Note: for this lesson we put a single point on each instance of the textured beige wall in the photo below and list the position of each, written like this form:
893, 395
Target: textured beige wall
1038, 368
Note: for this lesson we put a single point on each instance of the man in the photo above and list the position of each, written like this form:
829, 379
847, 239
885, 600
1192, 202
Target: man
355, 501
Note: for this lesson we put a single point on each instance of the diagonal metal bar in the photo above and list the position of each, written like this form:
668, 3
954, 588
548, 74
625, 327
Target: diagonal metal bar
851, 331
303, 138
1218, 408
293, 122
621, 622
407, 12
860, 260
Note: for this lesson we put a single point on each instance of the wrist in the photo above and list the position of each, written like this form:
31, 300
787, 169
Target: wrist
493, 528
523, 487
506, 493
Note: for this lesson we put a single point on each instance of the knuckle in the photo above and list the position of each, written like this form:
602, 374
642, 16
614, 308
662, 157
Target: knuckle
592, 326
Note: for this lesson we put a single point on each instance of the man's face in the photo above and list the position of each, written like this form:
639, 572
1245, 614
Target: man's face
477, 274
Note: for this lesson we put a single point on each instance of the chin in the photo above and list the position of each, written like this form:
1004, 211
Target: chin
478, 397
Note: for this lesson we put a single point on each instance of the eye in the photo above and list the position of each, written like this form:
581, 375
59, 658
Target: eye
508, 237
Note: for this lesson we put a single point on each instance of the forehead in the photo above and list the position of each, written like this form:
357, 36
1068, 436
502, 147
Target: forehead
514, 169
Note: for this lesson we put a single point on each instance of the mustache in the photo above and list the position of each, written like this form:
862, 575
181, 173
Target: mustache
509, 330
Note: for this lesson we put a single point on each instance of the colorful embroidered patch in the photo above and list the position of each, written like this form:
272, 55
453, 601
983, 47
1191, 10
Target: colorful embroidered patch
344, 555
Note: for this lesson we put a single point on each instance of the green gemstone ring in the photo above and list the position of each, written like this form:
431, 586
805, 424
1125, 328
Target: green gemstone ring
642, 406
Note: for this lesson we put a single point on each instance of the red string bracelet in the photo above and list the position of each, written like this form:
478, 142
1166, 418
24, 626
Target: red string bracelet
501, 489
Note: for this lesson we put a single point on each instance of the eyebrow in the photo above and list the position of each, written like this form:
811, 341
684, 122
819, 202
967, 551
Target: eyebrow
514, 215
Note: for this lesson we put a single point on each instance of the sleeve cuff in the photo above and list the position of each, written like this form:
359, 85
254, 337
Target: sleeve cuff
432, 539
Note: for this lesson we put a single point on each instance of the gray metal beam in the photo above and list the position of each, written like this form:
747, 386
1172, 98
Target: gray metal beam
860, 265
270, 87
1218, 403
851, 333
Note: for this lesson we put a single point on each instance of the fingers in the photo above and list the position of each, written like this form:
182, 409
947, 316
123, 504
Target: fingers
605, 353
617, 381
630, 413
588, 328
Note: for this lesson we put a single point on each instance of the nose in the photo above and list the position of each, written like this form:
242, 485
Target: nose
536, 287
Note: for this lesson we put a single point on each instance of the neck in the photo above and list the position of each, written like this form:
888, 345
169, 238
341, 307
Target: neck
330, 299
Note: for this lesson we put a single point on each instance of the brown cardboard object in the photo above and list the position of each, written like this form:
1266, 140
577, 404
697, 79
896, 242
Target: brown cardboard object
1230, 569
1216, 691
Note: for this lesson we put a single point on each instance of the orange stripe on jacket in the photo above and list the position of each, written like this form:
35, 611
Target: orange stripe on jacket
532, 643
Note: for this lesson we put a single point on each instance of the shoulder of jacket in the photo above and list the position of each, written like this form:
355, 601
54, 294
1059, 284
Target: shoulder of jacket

● ● ● ●

- The task -
Examine the records and pull out every line where the string "shoulder" occurs.

- Expected answer -
Note: for this lesson we put a single point on each instance of the shoulder of jacket in the photo above and list the position of each, written like this form:
Target: shoulder of jacket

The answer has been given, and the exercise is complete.